◆ **Prompt**: Rewrite as a two-column CSV with the headers entry and answer, starting at the line that contains "of the slice" and stopping after the line that contains "pixel 336 131". Give one row per entry, placing its text and its answer each in a single quoted field with line breaks replaced by spaces.

◆ **Data**:

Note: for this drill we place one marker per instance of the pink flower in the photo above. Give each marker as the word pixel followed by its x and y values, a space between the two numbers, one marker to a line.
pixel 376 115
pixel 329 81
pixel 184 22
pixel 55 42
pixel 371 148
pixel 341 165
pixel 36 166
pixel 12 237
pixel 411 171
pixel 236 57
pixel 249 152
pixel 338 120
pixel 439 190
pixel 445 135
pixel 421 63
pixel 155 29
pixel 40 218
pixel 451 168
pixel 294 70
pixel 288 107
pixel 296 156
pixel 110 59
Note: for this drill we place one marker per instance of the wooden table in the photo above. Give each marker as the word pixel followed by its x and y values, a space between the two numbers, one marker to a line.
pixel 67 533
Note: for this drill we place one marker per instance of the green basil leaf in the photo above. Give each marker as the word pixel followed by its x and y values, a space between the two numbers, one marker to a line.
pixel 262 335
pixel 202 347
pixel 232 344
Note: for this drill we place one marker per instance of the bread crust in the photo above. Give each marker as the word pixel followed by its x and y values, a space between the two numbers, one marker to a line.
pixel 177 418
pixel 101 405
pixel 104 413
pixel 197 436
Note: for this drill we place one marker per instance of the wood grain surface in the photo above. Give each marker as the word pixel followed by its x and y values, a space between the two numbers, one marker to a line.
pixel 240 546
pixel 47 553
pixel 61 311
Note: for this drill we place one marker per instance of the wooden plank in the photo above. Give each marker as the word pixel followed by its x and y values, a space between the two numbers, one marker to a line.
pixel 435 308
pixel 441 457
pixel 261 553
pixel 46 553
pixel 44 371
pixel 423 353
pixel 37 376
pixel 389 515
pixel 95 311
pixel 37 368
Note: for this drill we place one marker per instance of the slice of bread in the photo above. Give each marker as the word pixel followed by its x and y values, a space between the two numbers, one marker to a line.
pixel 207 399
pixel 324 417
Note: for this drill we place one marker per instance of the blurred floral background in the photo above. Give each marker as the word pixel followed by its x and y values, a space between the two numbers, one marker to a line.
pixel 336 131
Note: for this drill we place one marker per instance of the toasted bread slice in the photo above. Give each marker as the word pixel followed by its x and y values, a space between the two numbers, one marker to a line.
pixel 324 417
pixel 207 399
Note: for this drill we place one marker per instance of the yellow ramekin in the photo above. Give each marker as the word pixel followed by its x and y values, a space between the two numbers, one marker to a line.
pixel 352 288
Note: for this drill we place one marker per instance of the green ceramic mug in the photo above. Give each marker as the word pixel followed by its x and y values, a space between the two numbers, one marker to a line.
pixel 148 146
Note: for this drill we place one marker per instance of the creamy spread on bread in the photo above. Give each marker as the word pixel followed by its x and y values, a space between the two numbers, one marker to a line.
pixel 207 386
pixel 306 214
==
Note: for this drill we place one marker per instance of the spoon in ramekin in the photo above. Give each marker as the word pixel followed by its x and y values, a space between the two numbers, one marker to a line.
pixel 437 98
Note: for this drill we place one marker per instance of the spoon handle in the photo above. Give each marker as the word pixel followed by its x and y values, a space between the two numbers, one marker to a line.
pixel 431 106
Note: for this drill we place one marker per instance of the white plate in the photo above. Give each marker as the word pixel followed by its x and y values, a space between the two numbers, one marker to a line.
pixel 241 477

◆ **Completed exercise**:
entry,answer
"Note: for this drill we place one marker per instance of the slice of bread in the photo above. Give each marker as the word pixel followed by its x and y values, a space between the two numbers, one marker to a line.","pixel 207 399 pixel 324 417"
"Note: for this drill we place one marker per instance of the blurred floral background in the photo above. Give each marker as the word pixel followed by its x and y values, a space between the two numbers, one marker to a line.","pixel 336 131"